## GIVEN TASK
Transcribe each record below word for word.

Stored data
◆ ◆ ◆ ◆ ◆ ◆ ◆

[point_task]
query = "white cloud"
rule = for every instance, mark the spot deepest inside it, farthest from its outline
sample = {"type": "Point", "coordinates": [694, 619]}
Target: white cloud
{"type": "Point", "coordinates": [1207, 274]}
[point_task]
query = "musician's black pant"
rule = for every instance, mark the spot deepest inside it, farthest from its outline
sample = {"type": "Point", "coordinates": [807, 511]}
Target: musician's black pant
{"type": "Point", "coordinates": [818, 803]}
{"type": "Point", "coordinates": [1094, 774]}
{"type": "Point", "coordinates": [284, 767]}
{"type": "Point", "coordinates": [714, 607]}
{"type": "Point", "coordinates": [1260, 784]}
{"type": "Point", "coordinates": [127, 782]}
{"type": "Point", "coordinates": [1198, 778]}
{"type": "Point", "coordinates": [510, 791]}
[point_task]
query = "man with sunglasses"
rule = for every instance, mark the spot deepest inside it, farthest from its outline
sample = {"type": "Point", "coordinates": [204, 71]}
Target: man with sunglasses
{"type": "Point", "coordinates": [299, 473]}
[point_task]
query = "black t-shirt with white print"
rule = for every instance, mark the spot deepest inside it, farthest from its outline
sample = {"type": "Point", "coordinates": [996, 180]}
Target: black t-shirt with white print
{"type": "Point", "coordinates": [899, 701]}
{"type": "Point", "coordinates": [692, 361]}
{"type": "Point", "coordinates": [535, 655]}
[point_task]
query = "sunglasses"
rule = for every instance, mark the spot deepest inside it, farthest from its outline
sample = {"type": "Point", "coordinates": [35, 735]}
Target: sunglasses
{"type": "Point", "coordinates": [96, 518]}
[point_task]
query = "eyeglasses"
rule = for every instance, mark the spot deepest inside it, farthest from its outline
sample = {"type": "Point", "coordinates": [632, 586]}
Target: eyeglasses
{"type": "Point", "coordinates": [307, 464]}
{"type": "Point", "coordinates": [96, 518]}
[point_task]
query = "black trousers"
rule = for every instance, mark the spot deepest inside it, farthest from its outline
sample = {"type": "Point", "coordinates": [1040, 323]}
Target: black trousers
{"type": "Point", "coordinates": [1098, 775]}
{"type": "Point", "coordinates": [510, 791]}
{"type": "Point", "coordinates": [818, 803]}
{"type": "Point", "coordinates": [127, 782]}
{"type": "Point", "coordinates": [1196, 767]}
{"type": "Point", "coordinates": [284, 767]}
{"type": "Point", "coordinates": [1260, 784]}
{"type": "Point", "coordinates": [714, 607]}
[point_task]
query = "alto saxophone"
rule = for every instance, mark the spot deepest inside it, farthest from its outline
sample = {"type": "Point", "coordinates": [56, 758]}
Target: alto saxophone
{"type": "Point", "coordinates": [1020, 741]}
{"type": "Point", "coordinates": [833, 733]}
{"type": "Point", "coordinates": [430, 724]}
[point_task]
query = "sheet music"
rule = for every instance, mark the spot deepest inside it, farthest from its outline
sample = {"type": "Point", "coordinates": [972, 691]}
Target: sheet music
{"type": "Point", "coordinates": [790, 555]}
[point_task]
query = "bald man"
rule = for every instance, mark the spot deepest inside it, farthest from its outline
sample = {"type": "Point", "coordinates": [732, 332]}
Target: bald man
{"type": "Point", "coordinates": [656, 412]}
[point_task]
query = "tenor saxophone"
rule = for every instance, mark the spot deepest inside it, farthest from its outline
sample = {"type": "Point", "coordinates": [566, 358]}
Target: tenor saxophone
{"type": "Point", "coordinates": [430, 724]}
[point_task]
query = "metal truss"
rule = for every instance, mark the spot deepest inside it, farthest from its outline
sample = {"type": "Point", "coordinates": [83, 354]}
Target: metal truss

◆ ◆ ◆ ◆ ◆ ◆ ◆

## COMPLETE ANSWER
[point_task]
query = "white cloud"
rule = for every instance, mark the spot deepest inside it, farthest from its outline
sample = {"type": "Point", "coordinates": [694, 619]}
Target: white cloud
{"type": "Point", "coordinates": [1207, 274]}
[point_task]
query = "musician's black pant"
rule = for every instance, mark the spot deepest inside it, farthest from its outline
sample = {"type": "Point", "coordinates": [807, 511]}
Target: musician's black pant
{"type": "Point", "coordinates": [818, 803]}
{"type": "Point", "coordinates": [1094, 774]}
{"type": "Point", "coordinates": [284, 767]}
{"type": "Point", "coordinates": [714, 607]}
{"type": "Point", "coordinates": [1260, 784]}
{"type": "Point", "coordinates": [127, 782]}
{"type": "Point", "coordinates": [1198, 778]}
{"type": "Point", "coordinates": [510, 791]}
[point_task]
query = "man with sunglasses"
rule = for every instance, mark the spot deepest inside it, farthest from its outline
sample = {"type": "Point", "coordinates": [204, 71]}
Target: man with sunglasses
{"type": "Point", "coordinates": [299, 473]}
[point_task]
query = "black t-shirt with white print"
rule = for every instance, mark the spot deepest inside it, farthest from its outline
sample = {"type": "Point", "coordinates": [996, 180]}
Target: black t-shirt with white print
{"type": "Point", "coordinates": [899, 701]}
{"type": "Point", "coordinates": [692, 361]}
{"type": "Point", "coordinates": [535, 655]}
[point_task]
query = "sunglasses"
rule = for every instance, mark the spot deepest inside it, farthest from its outline
sample = {"type": "Point", "coordinates": [35, 735]}
Target: sunglasses
{"type": "Point", "coordinates": [96, 518]}
[point_task]
query = "eyeglasses"
rule = for every instance, mark the spot deepest inside it, farthest from its outline
sample = {"type": "Point", "coordinates": [632, 586]}
Target: eyeglasses
{"type": "Point", "coordinates": [307, 464]}
{"type": "Point", "coordinates": [96, 518]}
[point_task]
query = "black trousers"
rule = for every instance, mark the spot deepest inside it, farthest from its outline
sample = {"type": "Point", "coordinates": [1040, 323]}
Target: black trousers
{"type": "Point", "coordinates": [1098, 775]}
{"type": "Point", "coordinates": [510, 791]}
{"type": "Point", "coordinates": [818, 803]}
{"type": "Point", "coordinates": [127, 782]}
{"type": "Point", "coordinates": [1196, 767]}
{"type": "Point", "coordinates": [284, 767]}
{"type": "Point", "coordinates": [1260, 784]}
{"type": "Point", "coordinates": [714, 607]}
[point_task]
query = "alto saxophone"
rule = for every instance, mark the spot deepest inside it, farthest from its outline
sample = {"type": "Point", "coordinates": [56, 758]}
Target: alto saxophone
{"type": "Point", "coordinates": [1020, 741]}
{"type": "Point", "coordinates": [833, 733]}
{"type": "Point", "coordinates": [430, 724]}
[point_task]
query = "sheet music"
rule = for every instance, mark the spot deepest inside it, farthest from its outline
sample = {"type": "Point", "coordinates": [972, 691]}
Target: sheet music
{"type": "Point", "coordinates": [790, 555]}
[point_task]
query = "bald man"
rule = for every instance, mark the spot deepest inside it, farthest from its outline
sample = {"type": "Point", "coordinates": [732, 332]}
Target: bald man
{"type": "Point", "coordinates": [656, 412]}
[point_task]
query = "tenor saxophone"
rule = for every instance, mark the spot deepest inside it, farthest from its outline
sample = {"type": "Point", "coordinates": [566, 358]}
Target: tenor saxophone
{"type": "Point", "coordinates": [430, 724]}
[point_task]
query = "metal truss"
rule = for every instance, mark the spot deepest inside it, farthest from its outline
sample = {"type": "Point", "coordinates": [83, 354]}
Target: metal truss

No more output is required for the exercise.